■ **Tasks for this exercise**
[1] From the blog post on American Indian migration to cities, quote the passage starting with "Sunday, April 14, 2013" and going on through "8% in 1940.".
[2] Answer these questions using the blog post on American Indian migration to cities.
(a) What share of American Indians and Alaska Natives lived in metropolitan areas in 1940?
(b) Who is the Native American member of the Minneapolis City Council?
(c) What position does Dr. Philip R. Lee hold?
[3] Summarize the blog post on American Indian migration to cities in two sentences.

■ **Document passage**
-- Opening Marker --
Sunday, April 14, 2013

American Indians part of the great rural-to-urban migration

That is the primary point of Timothy Williams's story in the New York Times today, dateline Minneapolis and headlined "Quietly, Indians Reshape Cities and Reservations." Williams notes that this migration is "largely unnoticed" but cites Census Bureau data for the proposition that more than 70% of American Indians and Alaska Native now live in metropolitan areas.  That figure was just 45% in 1970, only 8% in 1940.

Of course, this migration tracks our nation's broader move from rural places to urban ones:  more of the U.S. population last lived in rural areas than in urban ones at the 1920 census--nearly a century ago.  More specifically, Williams compares this Indian migration to that of millions of African-Americans from the rural south to northern and western cities during the so-called Great Migration of the last century.  But Williams also notes an important difference between the two groups:
[W]hile many black migrants found jobs in meatpacking plants, stockyards and automobile factories, American Indians have not had similar success finding work.
Further, according to Dr. Philip R. Lee, an emeritus professor of social medicine at the University of California, San Francisco:
When you look at it as a percentage, the black migration was nothing in comparison to the percentage of Native Americans who have come to urban areas. 
Williams discusses the pros and cons of Indian life in the city, comparing, for example, poverty rates among Indians in metropolitan areas with those on reservations.  Here's an excerpt from the story which focuses on Indians in Minneapolis in particular:  
Despite the rampant poverty, many view Minneapolis as a symbol of progress. The city’s Indian population, about 2 percent of the total, is more integrated than in most other metropolitan areas, and there are social services and legal and job training programs specifically focused on them. 
The city has a Native American City Council member, Robert Lilligren; a Native American state representative, Susan Allen; and a police chief, Janee Harteau, who is part Indian. But city life has brought with it familiar social ills like alcoholism and high unemployment, along with less familiar problems, including racism, heroin use and aggressive street gangs.
-- Closing Marker --
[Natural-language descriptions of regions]
-- Opening Marker --
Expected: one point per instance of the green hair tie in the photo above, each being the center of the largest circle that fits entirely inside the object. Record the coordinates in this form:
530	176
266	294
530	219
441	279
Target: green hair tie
-- Closing Marker --
■ **Responses to the tasks**
[1]
Sunday, April 14, 2013

American Indians part of the great rural-to-urban migration

That is the primary point of Timothy Williams's story in the New York Times today, dateline Minneapolis and headlined "Quietly, Indians Reshape Cities and Reservations." Williams notes that this migration is "largely unnoticed" but cites Census Bureau data for the proposition that more than 70% of American Indians and Alaska Native now live in metropolitan areas.  That figure was just 45% in 1970, only 8% in 1940.

[2]
(a) 8%
(b) Robert Lilligren
(c) He is an emeritus professor of social medicine at the University of California, San Francisco.

[3] Citing Census Bureau data, a New York Times story by Timothy Williams reports that more than 70% of American Indians and Alaska Natives now live in metropolitan areas, up from 45% in 1970 and 8% in 1940. Williams compares this movement to the Great Migration of African-Americans but notes that Indians have had less success finding work, and he presents Minneapolis as a symbol of progress that still faces problems such as poverty, alcoholism, unemployment, racism, heroin use and street gangs.